Try it — In the listing below, start your output at the line with "query | spot the heart drawn" and end it after the line with "query | spot the heart outline", copying every line exactly.

Excerpted data —
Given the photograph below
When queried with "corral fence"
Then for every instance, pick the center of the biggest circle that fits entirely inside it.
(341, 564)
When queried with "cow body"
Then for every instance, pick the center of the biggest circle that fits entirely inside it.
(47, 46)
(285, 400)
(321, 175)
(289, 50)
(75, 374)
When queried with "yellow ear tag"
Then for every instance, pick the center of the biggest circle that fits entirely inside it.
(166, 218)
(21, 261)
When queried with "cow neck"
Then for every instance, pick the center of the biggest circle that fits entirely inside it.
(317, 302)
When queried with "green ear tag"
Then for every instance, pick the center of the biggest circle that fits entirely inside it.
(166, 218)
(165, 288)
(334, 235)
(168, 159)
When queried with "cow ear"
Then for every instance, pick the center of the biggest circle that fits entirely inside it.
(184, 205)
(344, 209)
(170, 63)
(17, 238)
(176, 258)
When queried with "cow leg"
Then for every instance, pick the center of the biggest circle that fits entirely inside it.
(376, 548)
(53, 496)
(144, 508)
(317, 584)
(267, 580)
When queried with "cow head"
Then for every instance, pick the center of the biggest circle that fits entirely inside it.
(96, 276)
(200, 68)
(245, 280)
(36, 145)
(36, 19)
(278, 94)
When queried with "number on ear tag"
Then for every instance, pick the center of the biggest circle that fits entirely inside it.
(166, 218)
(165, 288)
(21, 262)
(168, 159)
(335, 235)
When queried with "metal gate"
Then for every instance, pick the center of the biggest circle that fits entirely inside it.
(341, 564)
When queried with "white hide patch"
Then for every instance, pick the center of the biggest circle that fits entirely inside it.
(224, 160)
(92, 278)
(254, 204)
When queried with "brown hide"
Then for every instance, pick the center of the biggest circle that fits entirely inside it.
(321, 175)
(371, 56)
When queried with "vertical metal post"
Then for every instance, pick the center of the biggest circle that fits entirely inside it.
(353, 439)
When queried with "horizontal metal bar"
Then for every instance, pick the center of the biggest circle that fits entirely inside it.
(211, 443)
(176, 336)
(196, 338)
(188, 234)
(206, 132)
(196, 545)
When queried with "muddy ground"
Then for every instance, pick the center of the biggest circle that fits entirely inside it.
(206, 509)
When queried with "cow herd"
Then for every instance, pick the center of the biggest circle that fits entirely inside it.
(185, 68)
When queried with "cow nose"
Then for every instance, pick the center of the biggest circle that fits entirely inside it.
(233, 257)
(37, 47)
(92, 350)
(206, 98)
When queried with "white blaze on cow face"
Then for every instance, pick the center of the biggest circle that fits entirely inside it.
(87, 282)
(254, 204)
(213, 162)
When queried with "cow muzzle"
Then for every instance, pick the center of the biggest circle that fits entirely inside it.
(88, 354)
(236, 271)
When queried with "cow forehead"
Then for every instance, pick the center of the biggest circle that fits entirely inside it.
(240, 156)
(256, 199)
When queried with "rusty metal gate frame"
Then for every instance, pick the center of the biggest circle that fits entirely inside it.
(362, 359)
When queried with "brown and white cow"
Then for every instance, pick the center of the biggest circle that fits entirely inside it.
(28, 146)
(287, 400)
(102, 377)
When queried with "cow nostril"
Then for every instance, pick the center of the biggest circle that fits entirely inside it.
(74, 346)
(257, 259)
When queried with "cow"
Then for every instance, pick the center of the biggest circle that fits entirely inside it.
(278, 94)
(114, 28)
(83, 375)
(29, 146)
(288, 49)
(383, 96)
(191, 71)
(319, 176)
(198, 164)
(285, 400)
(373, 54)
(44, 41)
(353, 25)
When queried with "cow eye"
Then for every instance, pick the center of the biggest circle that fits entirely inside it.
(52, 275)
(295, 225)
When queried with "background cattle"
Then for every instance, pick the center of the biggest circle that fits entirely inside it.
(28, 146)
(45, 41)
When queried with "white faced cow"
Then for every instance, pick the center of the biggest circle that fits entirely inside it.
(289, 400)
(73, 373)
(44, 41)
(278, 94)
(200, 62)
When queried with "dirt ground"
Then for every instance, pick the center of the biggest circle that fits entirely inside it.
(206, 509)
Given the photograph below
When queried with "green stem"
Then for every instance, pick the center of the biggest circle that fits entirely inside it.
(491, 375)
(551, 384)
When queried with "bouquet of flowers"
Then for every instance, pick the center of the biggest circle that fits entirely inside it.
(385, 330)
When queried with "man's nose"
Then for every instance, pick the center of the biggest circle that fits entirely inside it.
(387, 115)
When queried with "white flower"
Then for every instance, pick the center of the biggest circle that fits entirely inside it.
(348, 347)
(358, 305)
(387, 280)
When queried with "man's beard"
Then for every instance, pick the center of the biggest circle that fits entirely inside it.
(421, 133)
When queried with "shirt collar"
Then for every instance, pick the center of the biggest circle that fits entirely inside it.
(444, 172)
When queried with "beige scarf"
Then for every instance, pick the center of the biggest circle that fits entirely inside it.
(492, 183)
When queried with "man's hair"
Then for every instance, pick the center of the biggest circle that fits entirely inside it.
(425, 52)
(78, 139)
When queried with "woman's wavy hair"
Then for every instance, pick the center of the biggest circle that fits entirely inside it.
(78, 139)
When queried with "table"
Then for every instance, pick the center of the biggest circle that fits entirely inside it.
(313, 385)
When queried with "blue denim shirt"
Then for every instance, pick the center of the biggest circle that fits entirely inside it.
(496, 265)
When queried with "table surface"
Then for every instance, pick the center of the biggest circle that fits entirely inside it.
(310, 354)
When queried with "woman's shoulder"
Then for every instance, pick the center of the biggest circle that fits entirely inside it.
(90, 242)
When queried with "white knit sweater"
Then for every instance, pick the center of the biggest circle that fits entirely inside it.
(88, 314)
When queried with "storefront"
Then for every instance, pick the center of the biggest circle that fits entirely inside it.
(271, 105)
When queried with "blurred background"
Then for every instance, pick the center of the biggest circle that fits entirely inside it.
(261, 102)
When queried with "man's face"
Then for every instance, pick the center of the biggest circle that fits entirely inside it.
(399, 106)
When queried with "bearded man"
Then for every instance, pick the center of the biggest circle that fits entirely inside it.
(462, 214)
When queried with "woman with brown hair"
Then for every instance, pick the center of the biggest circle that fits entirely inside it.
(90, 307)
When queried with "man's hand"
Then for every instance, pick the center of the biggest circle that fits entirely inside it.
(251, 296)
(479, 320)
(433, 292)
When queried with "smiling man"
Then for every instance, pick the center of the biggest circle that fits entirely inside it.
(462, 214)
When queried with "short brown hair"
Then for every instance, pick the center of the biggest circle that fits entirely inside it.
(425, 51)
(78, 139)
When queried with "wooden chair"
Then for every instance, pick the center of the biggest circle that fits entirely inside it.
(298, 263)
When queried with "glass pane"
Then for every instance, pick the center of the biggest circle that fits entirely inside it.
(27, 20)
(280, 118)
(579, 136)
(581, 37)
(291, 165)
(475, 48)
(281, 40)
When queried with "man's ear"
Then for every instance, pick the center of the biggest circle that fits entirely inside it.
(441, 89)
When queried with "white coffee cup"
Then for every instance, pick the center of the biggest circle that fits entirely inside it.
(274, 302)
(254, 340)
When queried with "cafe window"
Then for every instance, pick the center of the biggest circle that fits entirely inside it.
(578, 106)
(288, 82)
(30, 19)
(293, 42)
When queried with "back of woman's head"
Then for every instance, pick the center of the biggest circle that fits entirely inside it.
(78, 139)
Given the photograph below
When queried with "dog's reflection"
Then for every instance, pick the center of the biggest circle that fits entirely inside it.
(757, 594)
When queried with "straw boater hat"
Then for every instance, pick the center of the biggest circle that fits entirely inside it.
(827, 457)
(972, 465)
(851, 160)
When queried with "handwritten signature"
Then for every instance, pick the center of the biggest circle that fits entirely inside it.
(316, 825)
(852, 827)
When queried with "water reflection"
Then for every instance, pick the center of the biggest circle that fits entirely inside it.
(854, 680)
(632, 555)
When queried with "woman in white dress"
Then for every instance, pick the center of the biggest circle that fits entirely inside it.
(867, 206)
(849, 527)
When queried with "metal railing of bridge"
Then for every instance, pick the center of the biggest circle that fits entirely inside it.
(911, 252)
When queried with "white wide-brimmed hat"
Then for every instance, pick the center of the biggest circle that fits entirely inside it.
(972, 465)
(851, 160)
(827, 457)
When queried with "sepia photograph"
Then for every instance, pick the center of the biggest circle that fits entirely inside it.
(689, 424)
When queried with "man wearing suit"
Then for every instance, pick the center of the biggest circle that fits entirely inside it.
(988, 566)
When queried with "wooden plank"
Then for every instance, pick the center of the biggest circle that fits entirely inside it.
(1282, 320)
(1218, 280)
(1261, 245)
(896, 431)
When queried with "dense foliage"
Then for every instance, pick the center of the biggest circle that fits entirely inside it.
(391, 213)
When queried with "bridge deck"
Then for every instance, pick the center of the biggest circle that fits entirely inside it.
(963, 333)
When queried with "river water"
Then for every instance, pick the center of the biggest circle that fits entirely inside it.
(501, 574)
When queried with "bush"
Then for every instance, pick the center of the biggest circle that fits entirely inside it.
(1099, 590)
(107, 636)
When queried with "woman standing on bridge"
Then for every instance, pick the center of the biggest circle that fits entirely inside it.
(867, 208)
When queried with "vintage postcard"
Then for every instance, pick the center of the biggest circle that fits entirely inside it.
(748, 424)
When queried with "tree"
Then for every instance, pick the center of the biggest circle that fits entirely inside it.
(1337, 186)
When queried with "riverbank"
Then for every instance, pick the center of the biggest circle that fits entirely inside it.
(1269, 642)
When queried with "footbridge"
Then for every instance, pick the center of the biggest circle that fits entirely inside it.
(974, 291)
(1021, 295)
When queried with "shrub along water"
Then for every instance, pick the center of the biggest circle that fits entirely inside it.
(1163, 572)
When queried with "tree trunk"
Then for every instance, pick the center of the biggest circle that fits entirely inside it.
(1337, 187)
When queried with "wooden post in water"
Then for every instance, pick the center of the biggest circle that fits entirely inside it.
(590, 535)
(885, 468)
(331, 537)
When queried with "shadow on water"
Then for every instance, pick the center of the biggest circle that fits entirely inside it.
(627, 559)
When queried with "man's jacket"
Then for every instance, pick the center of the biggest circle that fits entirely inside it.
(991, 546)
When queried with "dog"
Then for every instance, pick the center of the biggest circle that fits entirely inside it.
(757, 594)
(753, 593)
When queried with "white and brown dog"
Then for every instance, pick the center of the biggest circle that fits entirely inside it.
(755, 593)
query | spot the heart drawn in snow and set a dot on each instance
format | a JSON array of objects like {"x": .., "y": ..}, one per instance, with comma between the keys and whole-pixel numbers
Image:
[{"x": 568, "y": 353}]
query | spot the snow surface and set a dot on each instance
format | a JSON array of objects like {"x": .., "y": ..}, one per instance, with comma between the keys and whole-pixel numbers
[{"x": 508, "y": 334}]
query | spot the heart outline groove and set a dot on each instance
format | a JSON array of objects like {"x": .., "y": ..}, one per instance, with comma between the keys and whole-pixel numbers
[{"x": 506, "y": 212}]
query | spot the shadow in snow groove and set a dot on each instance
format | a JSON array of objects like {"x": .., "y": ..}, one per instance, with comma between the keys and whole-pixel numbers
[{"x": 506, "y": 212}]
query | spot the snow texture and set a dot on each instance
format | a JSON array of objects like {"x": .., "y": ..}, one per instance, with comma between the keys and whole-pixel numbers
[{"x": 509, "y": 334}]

Reply to the exercise —
query | spot the heart drawn in snow and set a dot on each instance
format | a JSON array of objects like {"x": .., "y": ..}, one per instance, with comma between the keys and whole-pixel numbers
Image:
[{"x": 568, "y": 353}]
query | spot the snow surface and set a dot on each instance
format | a JSON array of objects like {"x": .., "y": ..}, one per instance, with comma between the keys and whole-pixel numbers
[{"x": 508, "y": 334}]
query | spot the heart outline groove and set a dot on each instance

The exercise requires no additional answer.